Data provided |
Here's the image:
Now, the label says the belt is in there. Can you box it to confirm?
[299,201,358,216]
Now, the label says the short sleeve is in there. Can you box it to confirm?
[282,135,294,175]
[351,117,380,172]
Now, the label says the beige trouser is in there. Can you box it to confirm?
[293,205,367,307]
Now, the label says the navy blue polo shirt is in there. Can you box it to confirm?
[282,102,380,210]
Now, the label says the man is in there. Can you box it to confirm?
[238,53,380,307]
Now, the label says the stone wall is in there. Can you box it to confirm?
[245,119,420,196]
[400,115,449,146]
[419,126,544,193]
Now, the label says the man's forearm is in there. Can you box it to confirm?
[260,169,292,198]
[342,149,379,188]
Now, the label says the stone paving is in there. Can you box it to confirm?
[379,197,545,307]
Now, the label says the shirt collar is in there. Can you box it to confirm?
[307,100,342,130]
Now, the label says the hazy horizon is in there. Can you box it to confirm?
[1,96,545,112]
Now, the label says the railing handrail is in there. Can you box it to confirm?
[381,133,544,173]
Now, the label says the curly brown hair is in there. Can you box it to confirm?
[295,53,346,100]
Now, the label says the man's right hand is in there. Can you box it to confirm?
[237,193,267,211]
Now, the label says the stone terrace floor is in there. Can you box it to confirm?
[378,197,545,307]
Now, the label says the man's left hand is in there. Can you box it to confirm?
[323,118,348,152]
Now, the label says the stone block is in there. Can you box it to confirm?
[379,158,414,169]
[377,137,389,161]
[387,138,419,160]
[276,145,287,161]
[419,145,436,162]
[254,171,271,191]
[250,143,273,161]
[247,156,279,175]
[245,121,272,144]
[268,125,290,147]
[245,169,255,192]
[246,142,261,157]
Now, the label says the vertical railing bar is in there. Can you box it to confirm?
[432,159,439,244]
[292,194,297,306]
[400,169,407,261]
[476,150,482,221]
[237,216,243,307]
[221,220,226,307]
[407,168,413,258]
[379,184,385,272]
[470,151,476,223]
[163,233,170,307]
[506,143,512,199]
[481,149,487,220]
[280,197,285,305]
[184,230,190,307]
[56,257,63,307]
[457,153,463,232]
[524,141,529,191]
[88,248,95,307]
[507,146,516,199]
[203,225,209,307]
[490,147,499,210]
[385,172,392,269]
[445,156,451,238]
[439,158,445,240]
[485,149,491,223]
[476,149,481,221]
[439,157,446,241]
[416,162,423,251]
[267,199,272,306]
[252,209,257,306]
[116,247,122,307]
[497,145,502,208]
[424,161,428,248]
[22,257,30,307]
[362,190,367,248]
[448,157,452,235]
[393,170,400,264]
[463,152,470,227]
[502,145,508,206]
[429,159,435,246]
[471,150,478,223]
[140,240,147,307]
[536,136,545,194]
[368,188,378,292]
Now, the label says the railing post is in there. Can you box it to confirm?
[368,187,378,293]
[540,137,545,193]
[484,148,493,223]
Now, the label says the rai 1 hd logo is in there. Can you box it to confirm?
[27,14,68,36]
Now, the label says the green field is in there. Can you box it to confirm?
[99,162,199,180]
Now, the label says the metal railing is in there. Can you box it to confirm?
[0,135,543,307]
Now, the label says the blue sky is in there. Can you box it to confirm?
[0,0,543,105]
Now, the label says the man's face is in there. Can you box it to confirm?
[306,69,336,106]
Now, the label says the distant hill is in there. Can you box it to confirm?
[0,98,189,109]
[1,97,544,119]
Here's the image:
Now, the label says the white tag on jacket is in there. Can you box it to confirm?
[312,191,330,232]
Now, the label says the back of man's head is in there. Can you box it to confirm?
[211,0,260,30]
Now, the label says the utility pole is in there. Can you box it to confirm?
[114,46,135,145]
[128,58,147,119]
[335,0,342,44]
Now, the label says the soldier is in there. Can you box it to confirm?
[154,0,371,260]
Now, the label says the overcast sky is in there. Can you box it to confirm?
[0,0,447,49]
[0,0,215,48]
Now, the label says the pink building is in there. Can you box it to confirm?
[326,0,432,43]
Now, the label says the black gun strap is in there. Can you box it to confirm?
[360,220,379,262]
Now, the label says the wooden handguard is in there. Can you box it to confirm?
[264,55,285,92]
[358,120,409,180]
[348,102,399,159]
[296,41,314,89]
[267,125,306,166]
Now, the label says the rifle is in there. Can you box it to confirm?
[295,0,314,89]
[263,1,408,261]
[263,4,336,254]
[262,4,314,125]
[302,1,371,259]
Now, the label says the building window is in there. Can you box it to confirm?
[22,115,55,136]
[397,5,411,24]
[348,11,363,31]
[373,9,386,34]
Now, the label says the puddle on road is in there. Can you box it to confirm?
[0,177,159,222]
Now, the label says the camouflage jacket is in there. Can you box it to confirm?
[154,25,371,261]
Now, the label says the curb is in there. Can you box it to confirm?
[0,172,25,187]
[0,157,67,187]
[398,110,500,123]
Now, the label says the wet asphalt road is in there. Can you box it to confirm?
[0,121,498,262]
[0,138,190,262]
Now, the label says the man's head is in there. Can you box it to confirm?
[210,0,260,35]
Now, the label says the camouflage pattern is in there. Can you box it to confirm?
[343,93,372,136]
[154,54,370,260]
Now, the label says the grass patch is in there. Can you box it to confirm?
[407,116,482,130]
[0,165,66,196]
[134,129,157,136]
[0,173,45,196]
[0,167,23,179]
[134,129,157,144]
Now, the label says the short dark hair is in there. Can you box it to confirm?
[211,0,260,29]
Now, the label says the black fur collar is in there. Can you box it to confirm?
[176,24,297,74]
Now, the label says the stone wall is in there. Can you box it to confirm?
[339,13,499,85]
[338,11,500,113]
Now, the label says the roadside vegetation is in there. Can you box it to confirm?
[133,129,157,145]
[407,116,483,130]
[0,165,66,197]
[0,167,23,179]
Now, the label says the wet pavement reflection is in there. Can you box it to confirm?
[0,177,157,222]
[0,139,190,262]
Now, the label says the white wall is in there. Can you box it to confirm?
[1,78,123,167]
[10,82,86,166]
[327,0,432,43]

Brief | Repeat the material above precisely.

Output below |
Here's the image:
Now, the label says the belt is in there. Can you box it to confirm?
[299,201,358,216]
Now, the label says the short sleeve is in there. Can you box it to confirm?
[282,135,294,175]
[351,117,380,172]
Now, the label says the beige trouser is in there. Can you box it to confirm?
[293,205,367,307]
Now, the label says the navy blue polo shirt is in there. Can you box it to confirm?
[282,102,380,210]
Now, the label says the man is in there. Can you box it to confirm?
[238,53,380,307]
Now, the label says the stone wall is in there. Can you box it to confirm?
[245,119,420,196]
[400,115,449,146]
[419,126,544,193]
Now, the label says the man's forearm is in there. Can you box it to confirm?
[260,169,292,198]
[342,149,379,188]
Now, the label says the stone paving is in there. Can you box it to confirm?
[379,197,545,307]
Now, the label says the shirt collar is in there. Can you box it to confirm?
[307,100,342,130]
Now, the label says the hazy horizon is in there. Can you box it to confirm?
[1,96,545,112]
Now, the label says the railing handrail is in there. Can you box it to confirm?
[381,133,544,173]
Now, the label says the curly brown hair is in there. Can you box it to confirm?
[295,53,346,100]
Now, the label says the man's right hand is in there. Can you box it to confirm?
[237,193,267,211]
Now, the label says the stone terrace floor is in there. Can you box it to confirm?
[378,197,545,307]
Now, the label says the man's left hand is in there. Can you box it to confirm?
[323,118,348,152]
Now, the label says the stone block is in there. Can you box it to confirm?
[379,158,414,169]
[377,137,389,161]
[387,138,419,160]
[276,145,287,161]
[419,145,436,162]
[254,171,271,191]
[250,143,273,161]
[247,156,279,175]
[245,121,272,144]
[268,125,290,147]
[245,169,255,192]
[246,142,261,157]
Now, the label says the vertical railing bar is in there. Can you box it to confirm?
[432,159,439,244]
[292,194,297,306]
[400,169,407,261]
[476,150,482,221]
[237,216,243,307]
[221,220,226,307]
[407,168,413,258]
[379,184,385,272]
[470,151,476,223]
[163,233,170,307]
[506,143,512,199]
[481,149,487,220]
[280,197,285,305]
[184,230,190,307]
[56,257,63,307]
[457,153,463,232]
[524,141,529,191]
[88,248,95,307]
[507,146,516,199]
[203,225,209,307]
[490,147,499,210]
[385,172,392,269]
[445,156,451,238]
[439,158,445,240]
[485,149,491,223]
[476,149,481,221]
[439,157,446,241]
[416,162,423,251]
[267,199,272,306]
[252,209,257,306]
[116,247,122,307]
[497,145,502,208]
[424,161,428,248]
[22,257,30,307]
[362,190,367,248]
[448,157,452,235]
[393,170,400,264]
[463,152,470,227]
[502,145,508,206]
[429,159,435,246]
[471,150,478,223]
[140,240,147,307]
[536,136,545,194]
[368,188,378,292]
Now, the label says the railing post is in there. Can you box it to confirm?
[368,187,378,293]
[540,137,545,193]
[484,148,493,223]
Now, the label says the rai 1 hd logo is in there. Can you box it to confirm?
[27,14,68,36]
Now, the label says the green field is in there. Can you box it to confirm?
[99,162,199,180]
Now, the label says the metal railing is in there. Can you box it to confirm?
[0,135,543,307]
Now, the label says the blue sky is in there. Can you box it to confirm?
[0,0,543,105]
Now, the label says the man's face is in there. Can you box it to confirm?
[306,69,336,106]
Now, the label says the distant hill is in there. Can you box it to confirm?
[0,98,189,109]
[1,97,544,119]
Here's the image:
Now, the label says the white tag on jacket is in there. Can you box it to confirm?
[312,191,330,232]
Now, the label says the back of man's head is in there. Can you box it to confirm?
[211,0,260,30]
Now, the label says the utility pole is in there. Can you box it to confirm?
[114,46,135,145]
[128,58,147,119]
[335,0,342,44]
Now, the label says the soldier is in there. Can you box it to confirm?
[154,0,371,260]
Now, the label says the overcast sky is in there. Can you box it to confirm?
[0,0,447,49]
[0,0,215,48]
Now, the label says the pink building is in there. Can you box it to confirm?
[326,0,432,43]
Now, the label says the black gun strap is in there. Can you box it to confirm?
[360,220,379,262]
Now, the label says the wooden handguard is in there. Can you box it to confirm?
[264,55,285,92]
[358,120,409,180]
[348,102,399,159]
[296,41,314,89]
[267,125,306,166]
Now, the label says the rifle is in there. Can you box it to confirm?
[295,0,314,89]
[263,1,408,261]
[263,4,336,254]
[262,4,314,125]
[302,1,371,259]
Now, the label says the building window is in there. Can you box it to confirm?
[22,115,55,136]
[397,5,411,24]
[348,11,363,31]
[373,9,386,34]
Now, the label says the puddle on road is in there. Can you box it to confirm?
[0,177,159,222]
Now, the label says the camouflage jacket is in there. Can you box it to confirm?
[154,25,371,261]
Now, the label says the curb is in there. Can you box it to confirm?
[0,172,25,187]
[0,157,67,187]
[398,110,500,123]
Now, the label says the wet asphalt road is in there. Can you box it to confirm?
[0,121,498,262]
[0,138,190,262]
Now, the label says the man's head is in there. Can you box it to confirm?
[210,0,260,35]
Now, the label says the camouflage pattern is in there. Can you box it to confirm?
[343,93,372,136]
[154,54,370,260]
Now, the label says the grass patch is in there. Can you box it to confirm?
[407,116,482,130]
[0,165,66,196]
[134,129,157,136]
[0,173,45,196]
[0,167,23,179]
[134,129,157,144]
Now, the label says the short dark hair is in there. Can you box it to confirm?
[211,0,260,29]
Now, the label says the black fur collar is in there. Can you box it to confirm?
[176,24,297,74]
Now, the label says the stone wall is in there. Can you box it to confirm?
[339,13,499,85]
[338,11,500,113]
Now, the label says the roadside vegetation is in there. Can you box it to confirm?
[133,129,157,145]
[407,116,483,130]
[0,165,66,197]
[0,167,23,179]
Now, the label says the wet pavement reflection is in there. Can you box it to confirm?
[0,177,157,222]
[0,139,190,262]
Now, the label says the white wall is in there. Can you box it to confirm?
[1,78,123,167]
[10,82,86,166]
[327,0,432,43]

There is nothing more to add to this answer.